* _Problems to work on_
(a) Reproduce, word for word, the part of the Easter blog post that opens with the words containing "We heard all" and closes with "struggled to breathe.".
(b) Render this sentence from the Easter blog post in Spanish: "They were born together, and she was with him when he left today."

* _Selected extract_
Happy Easter weekend. I hope yours was special. Mine was.
It was unexpected and good and not like other years, though the other
years were good too. Instead of spending time in Iowa with family, we stayed
home. And my mom and grandma weren’t
with us. They were with my grandma’s
twin brother. He was 84, and he died
today. This has been both difficult and
good all at once.
I recently
wrote about death on this blog. What it
does to me in a tidal wave, no matter what.
It was especially meaningful to think about this today, on Easter, when
Christians celebrate who Jesus is, and what he has done. Death is overcome. There is no sting. But today I talked with my dad about how
grief and the shock of death, no matter what you expect in the end, is still
hard to deal with. And I just read this
in 'The Screwtape Letters' yesterday…
‘The humans
live in time, and experience reality successively. To experience much of it, therefore, they
must experience many different things; in other words, they must experience change.’
There we
were, eating dinner, and the phone call came.
We heard all of the short details you hear when there is too much going
on, but word has to get out. We took
turns shouting the news into Grandpa’s ear, and then, for the rest of the
afternoon, we got updates.
My grandma got to do this
amazingly powerful thing where she sat through the night and held her twin
brother’s hand as he struggled to breathe.
Excruciating, and in my own young years, hardly bearable if you think of
it too much, and then at the same time, very peaceful and good. They were born together, and she was with him
when he left today. She told me she felt
grateful. That it was a wonderful
privilege. I believe her, but I don’t understand.
In this
moment, at dinner with the rest of the family, I am the one who cried. Time and time again, as we hear about these
things, I cry. It’s not treated at all
like it’s shameful, but it’s frustrating because I’m the only one who cries at
first. Others wait until later. Once, a long time ago, a friend told me about
her dad’s death, and I cried silently the whole time I was hearing about
it. She thanked me after the story because
sometimes this is what she cannot do. (‘And
how frustrating is that?’ she said.)
Well. That is, I suppose, the
other side of things that I will never know.

* _Data block_
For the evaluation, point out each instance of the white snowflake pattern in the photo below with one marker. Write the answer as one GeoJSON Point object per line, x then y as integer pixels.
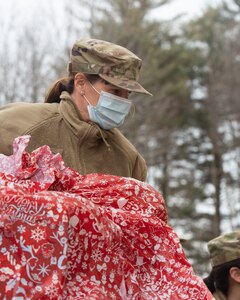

* _Solved tasks_
(a)
We heard all of the short details you hear when there is too much going
on, but word has to get out. We took
turns shouting the news into Grandpa’s ear, and then, for the rest of the
afternoon, we got updates.
My grandma got to do this
amazingly powerful thing where she sat through the night and held her twin
brother’s hand as he struggled to breathe.

(b) Nacieron juntos, y ella estaba con él cuando se fue hoy.